WHAT YOU ARE ASKED TO DO: In the passage about electroshock therapy, which device does Fink hope to install in the hospital's ECT suite later this year?

PASSAGE TO READ:
Before electricity surges through the brain, patients are given an IV barbiturate to sleep and a relaxant to calm the body's hundreds of muscles. The bolt of electricity lasts seconds, just long enough to produce a seizure. The anesthetic wears off in minutes, and the patient resumes normal activity within two hours of treatment.
The majority of ECT cases are carried out in a hospital, but more and more patients are receiving shock treatments on an out-patient basis. State hospitals generally rely more on drugs, and don't have ECT machines, Fink said.
Fink agrees that lack of research may prevent psychiatrists from ever understanding why electroshock is beneficial. He thinks that the seizure triggers a slew of neuropeptides that help regulate an imbalance in the patient's endocrine system. He says that many people with serious depression have high cortisol levels, and these stress hormones return to normal following ECT. Fink doesn't think that serotonin or dopamine abnormalities will be key to understanding mental illness. These brain chemicals have been the focus of virtually all studies in depression and schizophrenia.
Despite the controversy over ECT, the technique has remained alive and well, and even quietly flourishing, at Long Island Jewish's Hillside Hospital.
University Hospital at Stony Brook and South Oaks Psychiatric Hospital also provide ECT.
Fink has a new book on the topic: "Electroshock: Restoring the Mind," and a new Web site for people interested in ECT-www.electroshock.org. He's even revved up LIJ's teaching program and he hopes to fit the hospital's ECT suite with the latest device, the Thymatron System IV, later this year.
He said that studies conducted on the brains of psychiatric patients who had undergone ECT have never found any evidence of subsequent brain damage. And he has treated thousands of patients who have broken through their wall of symptoms, and gotten better.
Now, he wants to focus on the future, and on training the next generation of ECT specialists.
"There's a whole group of people who will keep it alive...It's so easy to feel his passion," says Dr. Georgios Petrides, one of Fink's younger proteges. "The results are so dramatic. Our challenge is to use ECT to understand mental illness." But if the psychiatrist has not succeeded in changing the reputation of ECT in the decades since he delivered the first volts to a patient in 1952, Fink's battle will be even more difficult now. The next generation of devices to treat mental illness is already on the horizon, a series of magnets that deliver a different form of electrical current. These devices don't need to target the whole brain. The energy is directed locally, and there's no anesthesia, no side effects.

GIVEN ENTRIES:
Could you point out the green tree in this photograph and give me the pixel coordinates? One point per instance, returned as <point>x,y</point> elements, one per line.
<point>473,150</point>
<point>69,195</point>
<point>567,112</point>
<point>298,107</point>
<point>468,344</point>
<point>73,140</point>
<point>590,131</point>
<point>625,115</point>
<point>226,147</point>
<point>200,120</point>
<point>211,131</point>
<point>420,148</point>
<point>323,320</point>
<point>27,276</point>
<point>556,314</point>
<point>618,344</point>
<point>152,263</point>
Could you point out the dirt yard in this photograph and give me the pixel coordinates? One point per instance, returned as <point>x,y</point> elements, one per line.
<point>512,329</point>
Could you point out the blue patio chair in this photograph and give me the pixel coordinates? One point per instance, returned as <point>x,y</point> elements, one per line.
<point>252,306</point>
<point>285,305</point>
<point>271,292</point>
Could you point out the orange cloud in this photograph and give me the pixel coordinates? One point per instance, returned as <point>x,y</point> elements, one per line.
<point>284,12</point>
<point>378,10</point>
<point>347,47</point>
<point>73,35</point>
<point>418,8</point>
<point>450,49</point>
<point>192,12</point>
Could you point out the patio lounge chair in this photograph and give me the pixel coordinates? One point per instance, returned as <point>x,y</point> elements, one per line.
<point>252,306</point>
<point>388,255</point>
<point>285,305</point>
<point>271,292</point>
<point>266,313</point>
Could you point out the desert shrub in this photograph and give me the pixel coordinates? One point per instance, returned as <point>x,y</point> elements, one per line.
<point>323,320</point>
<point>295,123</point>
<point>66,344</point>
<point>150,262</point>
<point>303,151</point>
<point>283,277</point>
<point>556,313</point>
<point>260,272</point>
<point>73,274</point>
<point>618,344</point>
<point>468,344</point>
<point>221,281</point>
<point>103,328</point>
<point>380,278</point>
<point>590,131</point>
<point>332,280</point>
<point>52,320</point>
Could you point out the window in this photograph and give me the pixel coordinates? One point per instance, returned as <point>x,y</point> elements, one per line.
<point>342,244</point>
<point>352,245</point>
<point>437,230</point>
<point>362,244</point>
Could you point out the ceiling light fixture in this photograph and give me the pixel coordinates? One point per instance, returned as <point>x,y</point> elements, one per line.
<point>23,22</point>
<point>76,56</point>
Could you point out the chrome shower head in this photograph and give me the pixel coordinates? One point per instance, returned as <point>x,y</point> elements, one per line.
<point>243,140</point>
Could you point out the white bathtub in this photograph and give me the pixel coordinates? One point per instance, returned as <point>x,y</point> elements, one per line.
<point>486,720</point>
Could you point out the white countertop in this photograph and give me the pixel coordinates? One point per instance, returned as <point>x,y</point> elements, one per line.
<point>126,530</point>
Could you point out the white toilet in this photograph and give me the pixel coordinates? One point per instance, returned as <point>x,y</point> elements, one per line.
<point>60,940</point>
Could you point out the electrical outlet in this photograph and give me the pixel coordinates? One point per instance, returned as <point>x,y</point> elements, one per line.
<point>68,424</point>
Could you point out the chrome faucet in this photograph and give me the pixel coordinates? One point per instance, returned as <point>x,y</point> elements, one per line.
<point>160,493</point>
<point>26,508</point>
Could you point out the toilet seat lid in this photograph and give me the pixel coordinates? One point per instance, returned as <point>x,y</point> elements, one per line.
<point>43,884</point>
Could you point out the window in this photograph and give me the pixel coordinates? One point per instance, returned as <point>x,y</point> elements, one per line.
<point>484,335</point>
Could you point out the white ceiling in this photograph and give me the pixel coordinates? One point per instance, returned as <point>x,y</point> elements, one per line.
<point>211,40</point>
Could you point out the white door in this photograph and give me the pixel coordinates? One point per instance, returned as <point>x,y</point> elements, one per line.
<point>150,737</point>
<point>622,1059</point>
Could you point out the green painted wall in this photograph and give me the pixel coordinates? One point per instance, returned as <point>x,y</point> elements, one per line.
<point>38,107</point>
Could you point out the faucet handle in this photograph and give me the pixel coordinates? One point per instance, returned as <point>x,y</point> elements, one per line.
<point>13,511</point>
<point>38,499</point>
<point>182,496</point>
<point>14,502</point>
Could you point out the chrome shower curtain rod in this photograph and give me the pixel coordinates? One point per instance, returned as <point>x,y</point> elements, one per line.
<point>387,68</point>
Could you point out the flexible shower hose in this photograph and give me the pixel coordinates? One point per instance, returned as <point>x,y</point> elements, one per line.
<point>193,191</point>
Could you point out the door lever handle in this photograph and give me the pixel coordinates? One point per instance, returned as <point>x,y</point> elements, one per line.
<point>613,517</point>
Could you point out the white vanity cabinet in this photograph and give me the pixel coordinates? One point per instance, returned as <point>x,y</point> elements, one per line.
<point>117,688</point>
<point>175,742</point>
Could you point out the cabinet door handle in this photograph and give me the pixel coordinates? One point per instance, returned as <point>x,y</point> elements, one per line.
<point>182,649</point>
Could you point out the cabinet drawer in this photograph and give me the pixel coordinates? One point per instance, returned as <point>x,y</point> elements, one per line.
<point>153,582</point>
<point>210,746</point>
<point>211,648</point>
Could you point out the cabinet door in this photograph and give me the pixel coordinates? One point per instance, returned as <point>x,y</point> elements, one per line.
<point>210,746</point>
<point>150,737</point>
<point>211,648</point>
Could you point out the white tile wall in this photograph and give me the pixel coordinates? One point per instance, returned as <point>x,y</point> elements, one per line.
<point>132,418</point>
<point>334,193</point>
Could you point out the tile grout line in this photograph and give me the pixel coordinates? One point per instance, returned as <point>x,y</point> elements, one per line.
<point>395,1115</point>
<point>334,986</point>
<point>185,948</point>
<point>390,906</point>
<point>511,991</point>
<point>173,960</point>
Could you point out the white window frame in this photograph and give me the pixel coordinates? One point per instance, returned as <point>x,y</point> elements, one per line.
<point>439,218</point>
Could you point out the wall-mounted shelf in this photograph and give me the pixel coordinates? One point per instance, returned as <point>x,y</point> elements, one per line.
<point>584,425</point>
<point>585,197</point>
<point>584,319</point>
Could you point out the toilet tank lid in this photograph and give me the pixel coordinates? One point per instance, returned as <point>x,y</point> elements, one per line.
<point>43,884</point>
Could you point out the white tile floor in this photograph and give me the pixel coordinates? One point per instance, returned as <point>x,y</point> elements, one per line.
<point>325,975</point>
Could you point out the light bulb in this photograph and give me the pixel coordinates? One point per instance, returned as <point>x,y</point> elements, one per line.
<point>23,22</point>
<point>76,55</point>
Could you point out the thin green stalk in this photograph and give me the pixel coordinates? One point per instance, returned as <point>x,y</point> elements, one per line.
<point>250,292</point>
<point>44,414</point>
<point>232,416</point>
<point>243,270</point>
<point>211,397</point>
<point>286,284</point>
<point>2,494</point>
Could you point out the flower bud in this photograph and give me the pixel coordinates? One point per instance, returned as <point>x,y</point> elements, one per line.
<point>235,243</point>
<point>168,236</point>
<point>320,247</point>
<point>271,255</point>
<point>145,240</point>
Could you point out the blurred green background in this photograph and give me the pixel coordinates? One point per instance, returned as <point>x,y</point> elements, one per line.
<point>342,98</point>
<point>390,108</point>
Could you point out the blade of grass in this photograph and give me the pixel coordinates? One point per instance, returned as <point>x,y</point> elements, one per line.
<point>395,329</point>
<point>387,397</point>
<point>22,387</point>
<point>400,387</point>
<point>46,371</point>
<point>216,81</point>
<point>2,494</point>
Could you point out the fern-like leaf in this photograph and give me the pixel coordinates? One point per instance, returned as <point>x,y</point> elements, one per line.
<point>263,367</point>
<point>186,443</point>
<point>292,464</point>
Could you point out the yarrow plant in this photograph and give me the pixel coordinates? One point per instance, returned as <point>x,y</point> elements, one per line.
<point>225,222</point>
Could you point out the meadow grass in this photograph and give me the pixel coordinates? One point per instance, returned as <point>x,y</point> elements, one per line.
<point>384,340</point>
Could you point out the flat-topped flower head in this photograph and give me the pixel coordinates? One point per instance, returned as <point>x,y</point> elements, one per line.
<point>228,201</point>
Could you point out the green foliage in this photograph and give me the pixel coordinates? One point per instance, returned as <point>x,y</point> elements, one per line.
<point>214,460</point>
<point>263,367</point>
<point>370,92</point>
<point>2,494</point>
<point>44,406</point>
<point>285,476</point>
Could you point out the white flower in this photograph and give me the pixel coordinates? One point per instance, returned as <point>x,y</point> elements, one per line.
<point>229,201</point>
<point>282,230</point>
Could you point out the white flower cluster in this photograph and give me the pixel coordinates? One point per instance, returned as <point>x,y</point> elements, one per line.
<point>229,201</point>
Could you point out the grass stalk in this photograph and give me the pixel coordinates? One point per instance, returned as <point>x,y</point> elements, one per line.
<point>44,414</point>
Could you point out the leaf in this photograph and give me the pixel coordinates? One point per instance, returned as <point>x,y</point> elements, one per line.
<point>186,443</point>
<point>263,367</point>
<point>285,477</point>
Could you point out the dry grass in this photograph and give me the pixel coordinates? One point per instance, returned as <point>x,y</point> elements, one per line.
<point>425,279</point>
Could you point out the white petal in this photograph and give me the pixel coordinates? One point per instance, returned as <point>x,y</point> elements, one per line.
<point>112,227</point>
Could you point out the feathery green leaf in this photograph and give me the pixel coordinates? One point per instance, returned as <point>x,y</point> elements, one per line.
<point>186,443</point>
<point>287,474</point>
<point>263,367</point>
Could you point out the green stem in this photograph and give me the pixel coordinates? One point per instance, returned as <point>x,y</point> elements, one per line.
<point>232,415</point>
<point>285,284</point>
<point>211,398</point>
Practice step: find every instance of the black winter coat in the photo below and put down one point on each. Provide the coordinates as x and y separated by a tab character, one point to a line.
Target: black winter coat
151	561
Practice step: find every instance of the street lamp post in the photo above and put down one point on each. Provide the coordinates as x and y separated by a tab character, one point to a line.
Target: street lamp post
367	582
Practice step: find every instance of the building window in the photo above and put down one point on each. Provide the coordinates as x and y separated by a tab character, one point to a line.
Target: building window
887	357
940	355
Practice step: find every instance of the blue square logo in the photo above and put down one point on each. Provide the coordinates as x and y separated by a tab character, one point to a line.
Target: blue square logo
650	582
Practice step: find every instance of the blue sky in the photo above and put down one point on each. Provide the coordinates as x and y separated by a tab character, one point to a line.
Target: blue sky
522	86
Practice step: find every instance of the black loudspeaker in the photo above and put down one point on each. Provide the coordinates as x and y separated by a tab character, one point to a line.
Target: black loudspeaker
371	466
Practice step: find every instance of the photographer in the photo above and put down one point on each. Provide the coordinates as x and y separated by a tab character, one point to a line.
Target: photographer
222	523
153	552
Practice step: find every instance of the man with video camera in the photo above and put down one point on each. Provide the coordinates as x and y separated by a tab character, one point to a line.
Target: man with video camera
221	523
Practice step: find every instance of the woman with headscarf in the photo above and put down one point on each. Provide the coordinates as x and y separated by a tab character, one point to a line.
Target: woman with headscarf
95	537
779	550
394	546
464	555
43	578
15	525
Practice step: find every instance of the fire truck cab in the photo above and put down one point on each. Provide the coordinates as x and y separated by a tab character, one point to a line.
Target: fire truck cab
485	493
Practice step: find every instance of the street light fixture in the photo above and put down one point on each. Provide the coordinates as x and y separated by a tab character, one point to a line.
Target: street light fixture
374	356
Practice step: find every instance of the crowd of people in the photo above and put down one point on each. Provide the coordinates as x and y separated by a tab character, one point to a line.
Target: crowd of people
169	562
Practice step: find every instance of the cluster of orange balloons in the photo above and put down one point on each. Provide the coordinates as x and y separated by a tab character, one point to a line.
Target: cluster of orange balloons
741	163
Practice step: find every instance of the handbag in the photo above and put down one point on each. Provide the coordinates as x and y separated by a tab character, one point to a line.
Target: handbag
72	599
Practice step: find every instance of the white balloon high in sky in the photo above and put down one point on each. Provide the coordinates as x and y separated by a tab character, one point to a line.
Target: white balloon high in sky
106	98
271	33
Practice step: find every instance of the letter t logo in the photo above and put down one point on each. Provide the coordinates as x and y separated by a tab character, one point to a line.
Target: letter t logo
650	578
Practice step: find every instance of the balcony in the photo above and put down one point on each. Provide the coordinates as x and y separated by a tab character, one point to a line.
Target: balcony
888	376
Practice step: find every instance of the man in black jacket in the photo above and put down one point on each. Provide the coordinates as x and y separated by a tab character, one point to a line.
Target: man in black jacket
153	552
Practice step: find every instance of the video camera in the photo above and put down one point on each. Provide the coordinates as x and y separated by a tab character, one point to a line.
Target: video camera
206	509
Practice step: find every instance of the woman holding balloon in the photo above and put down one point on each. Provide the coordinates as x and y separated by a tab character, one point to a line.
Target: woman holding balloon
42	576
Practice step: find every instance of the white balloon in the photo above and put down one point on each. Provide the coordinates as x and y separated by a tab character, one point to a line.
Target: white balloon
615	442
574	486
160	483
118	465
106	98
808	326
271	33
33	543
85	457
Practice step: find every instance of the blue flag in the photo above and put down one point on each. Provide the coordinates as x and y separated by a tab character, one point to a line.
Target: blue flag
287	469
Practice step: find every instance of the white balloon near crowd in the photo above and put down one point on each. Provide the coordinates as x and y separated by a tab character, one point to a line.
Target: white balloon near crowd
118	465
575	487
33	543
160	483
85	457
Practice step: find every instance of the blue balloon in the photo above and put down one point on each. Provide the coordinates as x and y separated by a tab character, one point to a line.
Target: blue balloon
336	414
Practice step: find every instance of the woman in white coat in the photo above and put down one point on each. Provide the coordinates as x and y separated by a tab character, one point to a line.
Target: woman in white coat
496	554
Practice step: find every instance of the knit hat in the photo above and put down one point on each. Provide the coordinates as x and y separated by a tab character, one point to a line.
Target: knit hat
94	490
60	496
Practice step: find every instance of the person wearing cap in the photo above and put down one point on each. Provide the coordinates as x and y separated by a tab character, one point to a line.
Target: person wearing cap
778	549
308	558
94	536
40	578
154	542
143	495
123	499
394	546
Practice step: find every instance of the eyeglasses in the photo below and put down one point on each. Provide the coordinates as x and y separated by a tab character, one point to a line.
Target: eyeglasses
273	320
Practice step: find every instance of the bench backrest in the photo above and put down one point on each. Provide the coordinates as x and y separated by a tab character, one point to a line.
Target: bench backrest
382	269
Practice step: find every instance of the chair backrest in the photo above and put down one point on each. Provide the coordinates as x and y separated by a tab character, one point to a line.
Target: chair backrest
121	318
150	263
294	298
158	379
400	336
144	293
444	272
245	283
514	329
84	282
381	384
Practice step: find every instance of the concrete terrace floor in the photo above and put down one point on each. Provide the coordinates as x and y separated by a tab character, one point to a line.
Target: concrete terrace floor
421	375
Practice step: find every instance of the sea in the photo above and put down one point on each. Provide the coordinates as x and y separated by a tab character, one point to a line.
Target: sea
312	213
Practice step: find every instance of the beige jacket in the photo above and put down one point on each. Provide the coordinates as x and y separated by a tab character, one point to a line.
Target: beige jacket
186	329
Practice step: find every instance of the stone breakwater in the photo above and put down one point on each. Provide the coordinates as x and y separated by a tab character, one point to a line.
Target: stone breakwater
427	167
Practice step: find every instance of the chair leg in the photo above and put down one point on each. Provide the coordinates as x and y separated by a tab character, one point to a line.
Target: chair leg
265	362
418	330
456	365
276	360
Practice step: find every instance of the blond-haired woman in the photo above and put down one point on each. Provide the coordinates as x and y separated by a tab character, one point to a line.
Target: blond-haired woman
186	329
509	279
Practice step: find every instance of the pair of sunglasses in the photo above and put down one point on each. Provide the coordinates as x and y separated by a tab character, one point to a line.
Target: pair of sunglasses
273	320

TASK RESULT: The Thymatron System IV.